**TAREFAS DO EXERCÍCIO**
• A. No texto sobre gênero e colonização, reescreva de forma mais curta o parágrafo que começa com "As interações durante o período colonial", mantendo os fatos principais.
• B. Devolva, sem mudar nada, uma parte do texto sobre gênero e colonização. Comece nas palavras que trazem "Vale destacar que" e pare logo depois de "e cosmovisões africanas.".
• C. Leve adiante o texto sobre gênero e colonização, escrevendo a partir do ponto em que ele termina.

**TRECHO ESCOLHIDO**
Vale destacar que as sociedades matriarcais não são necessariamente o oposto das patriarcais. Em muitos casos, elas simplesmente possuem estruturas sociais e políticas diferentes que reconhecem e valorizam as contribuições das mulheres de formas que podem não ser tão evidentes em sociedades patriarcais.

As interações durante o período colonial tiveram efeitos profundos sobre as percepções de gênero nas sociedades africanas, geralmente impondo um modelo ocidental que desconsiderava as práticas locais. Essa imposição de narrativas externas não apenas distorceu as experiências de gênero, mas também marginalizou as vozes locais que detêm um entendimento profundo de sua própria realidade.

Historicamente, a colonização desempenhou um papel crucial na reconfiguração das percepções de gênero, impondo modelos que frequentemente ignoravam as práticas e cosmovisões africanas.

**TRECHOS DOS REGISTROS**
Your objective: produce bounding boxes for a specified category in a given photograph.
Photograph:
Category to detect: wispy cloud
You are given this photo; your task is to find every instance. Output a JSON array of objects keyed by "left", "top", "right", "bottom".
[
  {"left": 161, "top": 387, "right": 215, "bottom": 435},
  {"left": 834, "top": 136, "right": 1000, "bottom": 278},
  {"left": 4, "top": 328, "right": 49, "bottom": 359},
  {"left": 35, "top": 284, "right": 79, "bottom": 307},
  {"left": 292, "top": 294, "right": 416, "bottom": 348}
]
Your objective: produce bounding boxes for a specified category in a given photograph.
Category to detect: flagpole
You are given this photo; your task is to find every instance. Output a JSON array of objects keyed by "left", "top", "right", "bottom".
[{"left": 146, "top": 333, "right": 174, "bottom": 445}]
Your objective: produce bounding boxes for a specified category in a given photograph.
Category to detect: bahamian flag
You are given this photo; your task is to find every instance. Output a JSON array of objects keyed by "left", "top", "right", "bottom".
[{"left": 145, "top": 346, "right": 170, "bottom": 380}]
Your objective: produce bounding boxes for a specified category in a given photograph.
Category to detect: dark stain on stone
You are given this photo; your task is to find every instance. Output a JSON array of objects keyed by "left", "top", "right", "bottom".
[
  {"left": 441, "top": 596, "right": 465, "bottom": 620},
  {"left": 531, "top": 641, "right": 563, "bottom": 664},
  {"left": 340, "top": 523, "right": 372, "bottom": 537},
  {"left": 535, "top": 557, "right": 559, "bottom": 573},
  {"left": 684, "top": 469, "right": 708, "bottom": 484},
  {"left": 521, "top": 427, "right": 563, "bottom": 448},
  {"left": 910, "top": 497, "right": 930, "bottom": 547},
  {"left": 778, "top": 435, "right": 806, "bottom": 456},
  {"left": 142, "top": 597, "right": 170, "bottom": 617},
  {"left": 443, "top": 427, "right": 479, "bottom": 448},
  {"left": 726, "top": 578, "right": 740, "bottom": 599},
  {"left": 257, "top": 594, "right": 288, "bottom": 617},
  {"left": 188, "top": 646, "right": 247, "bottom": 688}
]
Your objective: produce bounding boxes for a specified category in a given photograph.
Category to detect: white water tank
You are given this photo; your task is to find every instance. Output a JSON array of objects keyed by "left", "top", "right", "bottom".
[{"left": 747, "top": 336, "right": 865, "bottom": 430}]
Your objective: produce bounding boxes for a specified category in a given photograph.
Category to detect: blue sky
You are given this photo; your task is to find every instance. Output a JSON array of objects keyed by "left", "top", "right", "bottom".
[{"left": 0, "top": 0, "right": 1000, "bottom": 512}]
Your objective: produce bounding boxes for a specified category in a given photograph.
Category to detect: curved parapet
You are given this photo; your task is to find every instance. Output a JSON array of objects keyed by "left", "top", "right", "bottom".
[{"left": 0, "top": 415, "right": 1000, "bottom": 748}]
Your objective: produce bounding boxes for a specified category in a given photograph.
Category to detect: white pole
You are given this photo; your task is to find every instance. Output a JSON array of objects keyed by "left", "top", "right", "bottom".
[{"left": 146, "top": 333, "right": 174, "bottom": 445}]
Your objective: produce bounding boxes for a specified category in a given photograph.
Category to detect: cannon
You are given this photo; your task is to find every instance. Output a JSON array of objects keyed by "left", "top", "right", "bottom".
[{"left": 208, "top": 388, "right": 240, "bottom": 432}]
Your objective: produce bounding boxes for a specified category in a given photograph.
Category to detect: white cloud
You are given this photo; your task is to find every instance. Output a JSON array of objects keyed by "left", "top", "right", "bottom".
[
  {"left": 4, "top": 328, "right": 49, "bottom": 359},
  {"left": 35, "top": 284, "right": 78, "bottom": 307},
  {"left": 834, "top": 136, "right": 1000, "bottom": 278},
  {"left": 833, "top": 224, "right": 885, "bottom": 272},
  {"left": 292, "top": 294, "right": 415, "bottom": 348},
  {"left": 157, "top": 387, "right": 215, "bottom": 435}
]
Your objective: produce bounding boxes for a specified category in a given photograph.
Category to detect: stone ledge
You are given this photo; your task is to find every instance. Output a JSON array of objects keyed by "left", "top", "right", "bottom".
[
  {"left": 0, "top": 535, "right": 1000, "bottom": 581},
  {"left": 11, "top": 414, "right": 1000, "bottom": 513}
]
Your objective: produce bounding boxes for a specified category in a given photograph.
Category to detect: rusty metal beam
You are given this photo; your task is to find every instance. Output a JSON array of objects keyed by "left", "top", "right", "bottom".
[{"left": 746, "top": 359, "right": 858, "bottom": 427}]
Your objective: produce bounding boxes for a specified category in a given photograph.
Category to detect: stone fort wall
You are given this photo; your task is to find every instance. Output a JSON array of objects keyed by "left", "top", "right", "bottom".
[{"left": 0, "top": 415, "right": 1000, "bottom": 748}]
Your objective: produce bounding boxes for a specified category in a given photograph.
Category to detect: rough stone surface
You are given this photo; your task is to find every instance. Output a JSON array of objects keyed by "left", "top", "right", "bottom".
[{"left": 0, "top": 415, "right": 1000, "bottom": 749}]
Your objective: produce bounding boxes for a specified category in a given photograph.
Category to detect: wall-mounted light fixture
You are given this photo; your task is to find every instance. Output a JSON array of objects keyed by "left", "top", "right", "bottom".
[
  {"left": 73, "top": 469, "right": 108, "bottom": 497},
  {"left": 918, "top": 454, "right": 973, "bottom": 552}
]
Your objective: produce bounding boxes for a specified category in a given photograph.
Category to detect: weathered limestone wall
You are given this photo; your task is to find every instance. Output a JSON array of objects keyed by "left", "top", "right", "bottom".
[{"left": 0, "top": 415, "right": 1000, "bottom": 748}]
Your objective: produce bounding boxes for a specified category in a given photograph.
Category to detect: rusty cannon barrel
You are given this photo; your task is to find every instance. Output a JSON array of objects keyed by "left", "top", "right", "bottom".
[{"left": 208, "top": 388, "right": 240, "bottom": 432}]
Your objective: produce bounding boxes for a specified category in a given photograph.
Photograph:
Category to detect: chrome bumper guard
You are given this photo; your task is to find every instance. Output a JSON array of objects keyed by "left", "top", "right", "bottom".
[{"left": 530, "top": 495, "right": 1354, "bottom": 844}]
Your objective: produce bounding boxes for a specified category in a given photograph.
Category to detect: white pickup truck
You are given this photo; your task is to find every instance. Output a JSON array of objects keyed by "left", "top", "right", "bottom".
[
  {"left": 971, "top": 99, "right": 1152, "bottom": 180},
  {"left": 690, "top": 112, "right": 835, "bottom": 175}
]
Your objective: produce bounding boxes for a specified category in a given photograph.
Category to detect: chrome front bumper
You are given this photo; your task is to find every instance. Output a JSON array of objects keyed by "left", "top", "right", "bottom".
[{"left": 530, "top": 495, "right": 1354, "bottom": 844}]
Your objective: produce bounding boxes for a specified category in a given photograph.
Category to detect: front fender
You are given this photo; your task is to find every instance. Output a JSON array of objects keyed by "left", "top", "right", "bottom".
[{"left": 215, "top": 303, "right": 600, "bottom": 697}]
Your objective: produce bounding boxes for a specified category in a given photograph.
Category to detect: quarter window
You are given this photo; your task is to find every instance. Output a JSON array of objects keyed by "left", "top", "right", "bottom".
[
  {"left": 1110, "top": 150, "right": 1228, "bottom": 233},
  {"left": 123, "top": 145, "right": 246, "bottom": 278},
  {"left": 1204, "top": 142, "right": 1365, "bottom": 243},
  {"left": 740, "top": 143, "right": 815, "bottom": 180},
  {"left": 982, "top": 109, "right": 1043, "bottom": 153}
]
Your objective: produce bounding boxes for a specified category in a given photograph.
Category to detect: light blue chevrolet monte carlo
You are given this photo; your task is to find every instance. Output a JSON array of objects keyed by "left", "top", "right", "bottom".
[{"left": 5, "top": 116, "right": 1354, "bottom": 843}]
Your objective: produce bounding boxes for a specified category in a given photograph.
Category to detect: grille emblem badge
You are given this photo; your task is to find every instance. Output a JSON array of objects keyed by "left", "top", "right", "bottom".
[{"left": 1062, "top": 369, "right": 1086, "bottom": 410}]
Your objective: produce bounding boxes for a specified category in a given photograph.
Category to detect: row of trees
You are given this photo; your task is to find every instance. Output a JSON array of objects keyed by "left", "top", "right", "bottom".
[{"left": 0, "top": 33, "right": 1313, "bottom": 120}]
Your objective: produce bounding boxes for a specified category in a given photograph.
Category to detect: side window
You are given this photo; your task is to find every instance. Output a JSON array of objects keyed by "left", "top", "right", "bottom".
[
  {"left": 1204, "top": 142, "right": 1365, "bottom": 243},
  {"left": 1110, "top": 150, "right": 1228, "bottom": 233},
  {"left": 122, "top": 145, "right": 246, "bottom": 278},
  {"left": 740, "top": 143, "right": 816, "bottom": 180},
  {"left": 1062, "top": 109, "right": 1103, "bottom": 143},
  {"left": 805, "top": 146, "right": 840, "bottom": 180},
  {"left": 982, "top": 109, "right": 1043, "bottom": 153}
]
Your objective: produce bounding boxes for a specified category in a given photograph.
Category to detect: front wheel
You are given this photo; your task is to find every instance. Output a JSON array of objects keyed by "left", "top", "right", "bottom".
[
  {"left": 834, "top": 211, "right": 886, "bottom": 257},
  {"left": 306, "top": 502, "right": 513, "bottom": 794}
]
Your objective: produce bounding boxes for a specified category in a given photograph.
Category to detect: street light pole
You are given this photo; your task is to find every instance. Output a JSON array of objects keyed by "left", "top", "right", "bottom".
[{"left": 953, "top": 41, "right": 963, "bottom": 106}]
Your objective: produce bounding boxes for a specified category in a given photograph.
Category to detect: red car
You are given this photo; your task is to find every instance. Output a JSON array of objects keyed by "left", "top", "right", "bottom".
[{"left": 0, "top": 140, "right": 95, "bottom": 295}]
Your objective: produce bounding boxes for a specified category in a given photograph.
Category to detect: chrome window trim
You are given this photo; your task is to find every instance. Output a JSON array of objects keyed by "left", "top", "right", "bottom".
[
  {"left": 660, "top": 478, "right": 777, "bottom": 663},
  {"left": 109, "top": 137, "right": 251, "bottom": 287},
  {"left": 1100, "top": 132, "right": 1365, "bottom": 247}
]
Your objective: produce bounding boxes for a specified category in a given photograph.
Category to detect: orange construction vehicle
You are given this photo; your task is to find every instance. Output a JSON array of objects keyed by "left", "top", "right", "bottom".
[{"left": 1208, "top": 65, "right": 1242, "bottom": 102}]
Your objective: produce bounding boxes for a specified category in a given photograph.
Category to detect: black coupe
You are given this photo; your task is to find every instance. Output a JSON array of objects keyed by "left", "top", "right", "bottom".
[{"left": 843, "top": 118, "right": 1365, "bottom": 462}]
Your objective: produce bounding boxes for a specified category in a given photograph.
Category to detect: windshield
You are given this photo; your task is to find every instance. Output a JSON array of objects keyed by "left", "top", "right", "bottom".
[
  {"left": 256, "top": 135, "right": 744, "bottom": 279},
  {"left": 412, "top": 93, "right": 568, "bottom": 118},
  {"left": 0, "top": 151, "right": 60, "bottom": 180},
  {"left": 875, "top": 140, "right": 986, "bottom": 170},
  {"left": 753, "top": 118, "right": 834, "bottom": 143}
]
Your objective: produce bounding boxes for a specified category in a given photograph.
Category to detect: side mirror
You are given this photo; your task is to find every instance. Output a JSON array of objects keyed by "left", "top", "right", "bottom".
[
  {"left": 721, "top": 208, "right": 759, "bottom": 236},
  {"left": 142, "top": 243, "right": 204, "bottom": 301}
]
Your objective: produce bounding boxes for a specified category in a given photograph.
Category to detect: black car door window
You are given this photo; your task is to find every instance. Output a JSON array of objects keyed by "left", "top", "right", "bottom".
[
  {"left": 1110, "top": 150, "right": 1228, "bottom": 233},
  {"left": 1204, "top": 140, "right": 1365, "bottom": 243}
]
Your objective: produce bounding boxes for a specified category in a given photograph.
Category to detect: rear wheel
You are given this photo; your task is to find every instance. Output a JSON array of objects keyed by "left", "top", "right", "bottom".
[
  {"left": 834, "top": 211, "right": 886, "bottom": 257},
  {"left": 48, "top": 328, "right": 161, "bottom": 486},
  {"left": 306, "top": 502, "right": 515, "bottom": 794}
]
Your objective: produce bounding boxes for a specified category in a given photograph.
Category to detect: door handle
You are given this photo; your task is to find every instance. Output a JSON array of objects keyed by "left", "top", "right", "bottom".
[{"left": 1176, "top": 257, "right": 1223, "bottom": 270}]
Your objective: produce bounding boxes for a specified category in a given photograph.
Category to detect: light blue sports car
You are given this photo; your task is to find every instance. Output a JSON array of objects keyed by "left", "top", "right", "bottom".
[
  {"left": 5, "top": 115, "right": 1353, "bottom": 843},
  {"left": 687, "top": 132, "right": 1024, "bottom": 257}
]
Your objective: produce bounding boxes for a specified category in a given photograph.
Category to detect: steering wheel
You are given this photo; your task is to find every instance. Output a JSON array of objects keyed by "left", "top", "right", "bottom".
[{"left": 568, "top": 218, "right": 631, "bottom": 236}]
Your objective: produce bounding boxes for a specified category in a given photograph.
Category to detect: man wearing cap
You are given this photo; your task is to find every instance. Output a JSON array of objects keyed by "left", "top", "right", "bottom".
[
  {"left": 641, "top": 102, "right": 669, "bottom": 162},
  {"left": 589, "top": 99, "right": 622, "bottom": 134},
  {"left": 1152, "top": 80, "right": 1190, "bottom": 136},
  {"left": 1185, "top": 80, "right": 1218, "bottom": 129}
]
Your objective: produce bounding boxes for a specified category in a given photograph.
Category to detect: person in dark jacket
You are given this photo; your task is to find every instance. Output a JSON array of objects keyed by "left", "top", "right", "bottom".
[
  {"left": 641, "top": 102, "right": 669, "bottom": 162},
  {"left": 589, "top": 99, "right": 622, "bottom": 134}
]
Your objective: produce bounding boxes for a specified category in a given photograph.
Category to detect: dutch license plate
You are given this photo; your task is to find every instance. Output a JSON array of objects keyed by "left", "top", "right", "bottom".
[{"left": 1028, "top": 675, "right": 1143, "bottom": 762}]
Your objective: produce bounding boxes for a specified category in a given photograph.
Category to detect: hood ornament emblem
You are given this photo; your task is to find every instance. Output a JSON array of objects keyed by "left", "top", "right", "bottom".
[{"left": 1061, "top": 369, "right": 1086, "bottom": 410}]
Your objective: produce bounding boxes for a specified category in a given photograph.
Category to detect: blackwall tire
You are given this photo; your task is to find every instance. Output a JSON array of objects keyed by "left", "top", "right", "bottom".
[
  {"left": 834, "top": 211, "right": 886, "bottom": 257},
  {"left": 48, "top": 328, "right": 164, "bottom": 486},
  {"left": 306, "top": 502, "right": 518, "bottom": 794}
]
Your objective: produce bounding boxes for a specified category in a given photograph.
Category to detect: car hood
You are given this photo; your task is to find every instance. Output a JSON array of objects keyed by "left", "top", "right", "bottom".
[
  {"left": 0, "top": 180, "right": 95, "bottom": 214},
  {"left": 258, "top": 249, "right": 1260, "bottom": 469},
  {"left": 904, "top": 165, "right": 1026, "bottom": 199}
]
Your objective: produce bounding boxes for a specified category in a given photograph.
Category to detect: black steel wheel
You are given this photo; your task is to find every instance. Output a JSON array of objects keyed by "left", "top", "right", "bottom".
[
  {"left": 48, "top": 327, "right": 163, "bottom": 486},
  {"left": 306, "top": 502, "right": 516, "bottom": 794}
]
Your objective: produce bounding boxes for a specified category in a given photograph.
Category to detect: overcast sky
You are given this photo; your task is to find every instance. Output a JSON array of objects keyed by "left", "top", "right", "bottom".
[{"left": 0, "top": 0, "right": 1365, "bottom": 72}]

**EM RESPOSTA**
• A. No período colonial, as interações impuseram às sociedades africanas um modelo ocidental de gênero que ignorava as práticas locais. Isso distorceu as experiências de gênero e deixou de lado as vozes locais, que conhecem a fundo sua própria realidade.

• B.
Vale destacar que as sociedades matriarcais não são necessariamente o oposto das patriarcais. Em muitos casos, elas simplesmente possuem estruturas sociais e políticas diferentes que reconhecem e valorizam as contribuições das mulheres de formas que podem não ser tão evidentes em sociedades patriarcais.

As interações durante o período colonial tiveram efeitos profundos sobre as percepções de gênero nas sociedades africanas, geralmente impondo um modelo ocidental que desconsiderava as práticas locais. Essa imposição de narrativas externas não apenas distorceu as experiências de gênero, mas também marginalizou as vozes locais que detêm um entendimento profundo de sua própria realidade.

Historicamente, a colonização desempenhou um papel crucial na reconfiguração das percepções de gênero, impondo modelos que frequentemente ignoravam as práticas e cosmovisões africanas.

• C.
A imposição de normas de gênero ocidentais durante o período colonial causou um desfasamento significativo. Muitas vezes, essas normas eram estereotipadas e limitantes, reduzindo a complexidade das identidades de gênero africanas a categorias binárias que não se encaixavam nas realidades locais, como afirma Chawane (2016): “A colonização da mente não poderia ter sucesso sem remover a língua e os nomes dos governados e substituí-los pelos do governante”.

Essa negação das narrativas locais levou à marginalização das vozes que historicamente tinham um entendimento mais profundo sobre suas identidades. Além disso, a resistência a essas imposições manifestou-se não apenas no âmbito cultural, mas também por meio de movimentos feministas que buscavam rearticular e redefinir o conceito de gênero em suas comunidades, criticando o discurso feminista ocidental. Essa crítica enfatiza a necessidade de desenvolver uma abordagem que respeite e reflita a diversidade cultural do continente africano, reconhecendo que não se pode, a partir de um único ponto de vista, compreender as complexidades das experiências de gênero.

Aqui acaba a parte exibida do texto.